| Passage |

⟨

As of this version the usage of Python 2.7 is officially deprecated. Please upgrade your Python installation to at least version 3.5 to catch future updates.

**New features**:

base: most Estimators and Models in msm, thermo and coordinates packages can be saved to disk now. Multiple models/estimators can be stored in the same file, which uses HDF5 as backend. #849, #867, #1155, #1200, #1205

msm: Added Augmented Markov Models. A way to include averaged experimental data into estimation of Markov models from molecular simulations. The method is described in [1]. #1111

msm: Added mincount_connectivity argument to MSM estimators. This option enables to omit counts below a given threshold. #1106

coordinates: selection based features allow alignment to a reference structure. #1184

coordinates: two new center of mass features: ResidueCOMFeature() and GroupCOMFeature()

⟩

| Material shown |
⟨

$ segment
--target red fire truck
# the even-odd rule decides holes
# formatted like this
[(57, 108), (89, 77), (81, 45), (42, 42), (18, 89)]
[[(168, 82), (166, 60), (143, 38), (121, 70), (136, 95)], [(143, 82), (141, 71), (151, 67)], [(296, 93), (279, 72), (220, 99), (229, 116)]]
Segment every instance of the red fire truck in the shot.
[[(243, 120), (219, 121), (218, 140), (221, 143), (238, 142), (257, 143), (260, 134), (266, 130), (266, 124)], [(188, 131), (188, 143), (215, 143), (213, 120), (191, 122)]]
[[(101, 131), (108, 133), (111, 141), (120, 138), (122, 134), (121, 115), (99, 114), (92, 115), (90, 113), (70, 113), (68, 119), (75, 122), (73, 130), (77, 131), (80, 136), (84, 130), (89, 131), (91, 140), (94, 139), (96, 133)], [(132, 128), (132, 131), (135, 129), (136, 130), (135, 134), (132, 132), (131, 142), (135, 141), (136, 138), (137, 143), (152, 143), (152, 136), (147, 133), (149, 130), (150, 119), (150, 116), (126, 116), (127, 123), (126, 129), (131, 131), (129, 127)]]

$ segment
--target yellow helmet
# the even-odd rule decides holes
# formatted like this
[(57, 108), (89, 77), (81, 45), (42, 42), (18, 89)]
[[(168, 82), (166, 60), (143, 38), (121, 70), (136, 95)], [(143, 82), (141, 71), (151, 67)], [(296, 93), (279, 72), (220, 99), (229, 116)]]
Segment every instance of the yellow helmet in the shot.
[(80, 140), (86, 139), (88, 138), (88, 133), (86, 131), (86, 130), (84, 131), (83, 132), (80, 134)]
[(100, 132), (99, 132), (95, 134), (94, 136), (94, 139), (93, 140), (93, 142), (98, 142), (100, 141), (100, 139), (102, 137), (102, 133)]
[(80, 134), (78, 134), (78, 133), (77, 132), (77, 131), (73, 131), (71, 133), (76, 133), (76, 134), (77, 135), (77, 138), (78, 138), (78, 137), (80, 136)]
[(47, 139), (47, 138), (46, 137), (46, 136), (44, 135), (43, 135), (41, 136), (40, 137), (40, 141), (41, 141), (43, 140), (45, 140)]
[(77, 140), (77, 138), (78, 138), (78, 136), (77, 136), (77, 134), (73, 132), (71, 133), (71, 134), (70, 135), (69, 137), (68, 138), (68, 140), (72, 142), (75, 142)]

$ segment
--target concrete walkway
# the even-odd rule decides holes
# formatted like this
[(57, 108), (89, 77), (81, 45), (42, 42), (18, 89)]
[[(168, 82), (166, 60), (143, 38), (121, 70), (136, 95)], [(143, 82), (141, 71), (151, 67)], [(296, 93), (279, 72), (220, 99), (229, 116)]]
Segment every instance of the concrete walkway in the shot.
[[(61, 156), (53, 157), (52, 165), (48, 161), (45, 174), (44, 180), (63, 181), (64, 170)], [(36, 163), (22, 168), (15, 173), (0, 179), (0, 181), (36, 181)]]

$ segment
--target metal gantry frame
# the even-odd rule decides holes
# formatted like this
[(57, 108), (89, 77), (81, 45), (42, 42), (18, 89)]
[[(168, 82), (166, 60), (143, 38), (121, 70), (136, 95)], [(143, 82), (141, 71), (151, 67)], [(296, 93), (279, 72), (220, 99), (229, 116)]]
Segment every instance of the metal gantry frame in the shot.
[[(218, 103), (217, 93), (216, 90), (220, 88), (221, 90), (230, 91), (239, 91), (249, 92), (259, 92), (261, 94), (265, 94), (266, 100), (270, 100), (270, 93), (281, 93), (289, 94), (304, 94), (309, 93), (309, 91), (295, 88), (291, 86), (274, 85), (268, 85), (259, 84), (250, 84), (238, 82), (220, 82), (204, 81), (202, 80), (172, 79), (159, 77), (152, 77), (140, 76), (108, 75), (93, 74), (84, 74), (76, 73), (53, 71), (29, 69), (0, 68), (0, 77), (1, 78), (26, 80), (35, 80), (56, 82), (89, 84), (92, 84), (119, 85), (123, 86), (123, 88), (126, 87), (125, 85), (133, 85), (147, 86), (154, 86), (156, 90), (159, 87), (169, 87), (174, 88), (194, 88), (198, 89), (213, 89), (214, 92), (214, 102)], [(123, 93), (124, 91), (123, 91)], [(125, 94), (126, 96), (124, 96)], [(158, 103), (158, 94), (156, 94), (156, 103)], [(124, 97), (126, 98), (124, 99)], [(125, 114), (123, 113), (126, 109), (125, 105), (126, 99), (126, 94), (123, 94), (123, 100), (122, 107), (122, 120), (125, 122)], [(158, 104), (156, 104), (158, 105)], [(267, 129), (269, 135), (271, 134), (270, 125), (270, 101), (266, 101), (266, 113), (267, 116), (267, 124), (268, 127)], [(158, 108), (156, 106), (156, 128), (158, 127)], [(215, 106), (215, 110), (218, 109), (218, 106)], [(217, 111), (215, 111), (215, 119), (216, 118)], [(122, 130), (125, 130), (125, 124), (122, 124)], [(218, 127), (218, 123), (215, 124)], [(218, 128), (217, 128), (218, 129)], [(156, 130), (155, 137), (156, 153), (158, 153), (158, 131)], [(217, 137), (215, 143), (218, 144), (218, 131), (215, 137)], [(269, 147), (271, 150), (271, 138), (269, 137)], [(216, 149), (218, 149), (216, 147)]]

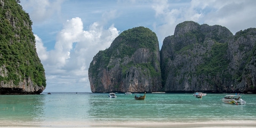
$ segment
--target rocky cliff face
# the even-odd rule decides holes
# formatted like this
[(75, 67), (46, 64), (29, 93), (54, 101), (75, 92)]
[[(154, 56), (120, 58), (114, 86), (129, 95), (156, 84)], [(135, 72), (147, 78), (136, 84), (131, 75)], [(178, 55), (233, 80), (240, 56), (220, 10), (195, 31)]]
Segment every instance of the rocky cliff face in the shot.
[(255, 30), (233, 36), (220, 26), (178, 25), (161, 51), (164, 90), (256, 93)]
[(40, 94), (44, 69), (36, 53), (32, 22), (15, 0), (0, 0), (0, 94)]
[(92, 92), (161, 90), (156, 34), (139, 27), (122, 33), (109, 48), (94, 56), (89, 69)]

⟩

| Goals |
1. Can you give everything from the start of the entries down to the line containing "131), (129, 127)]]" again, swapping "red fire truck" for "yellow fire truck" and leaving all else unchanged?
2. How would you continue the release notes from where they stop?

| Task-by-task answers |
1.
$ segment
--target yellow fire truck
# the even-odd rule decides holes
# formatted like this
[(57, 108), (89, 77), (81, 45), (42, 42), (18, 89)]
[[(168, 82), (166, 60), (143, 38), (121, 70), (136, 95)], [(143, 82), (141, 71), (151, 67)], [(296, 93), (279, 72), (220, 99), (229, 116)]]
Segment every instance of the yellow fire truck in the shot.
[[(243, 120), (219, 121), (218, 140), (221, 143), (238, 142), (257, 143), (260, 134), (266, 130), (266, 124)], [(188, 131), (188, 143), (215, 143), (213, 120), (191, 122)]]
[[(101, 131), (108, 133), (111, 141), (120, 138), (122, 134), (121, 115), (99, 114), (92, 115), (90, 113), (70, 113), (68, 119), (75, 122), (73, 130), (77, 131), (80, 136), (84, 130), (89, 131), (91, 140), (94, 139), (96, 133)], [(132, 128), (132, 131), (135, 129), (136, 130), (135, 134), (132, 132), (131, 142), (135, 141), (136, 138), (137, 143), (152, 143), (152, 136), (147, 133), (149, 130), (150, 119), (150, 116), (126, 116), (127, 123), (126, 129), (131, 131), (129, 127)]]

2.
coordinates: new configuration variable ‘default_chunksize’ can be set to limit the size of a fragmented extracted per iteration from a data source. This is invariant to the dimension of data sets. #1190

datasets: added Prinz potential (quadwell). #1226

coordinates: added VAMP estimator. #1237

coordinates: added method ‘write_to_hdf5’ for easy exporting streams to HDF5. #1242

References:

- [1] Olsson S, Wu H, Paul F, Clementi C, Noe F: Combining experimental and simulation data of molecular
processes via augmented Markov models. PNAS 114, 8265-8270 (2017).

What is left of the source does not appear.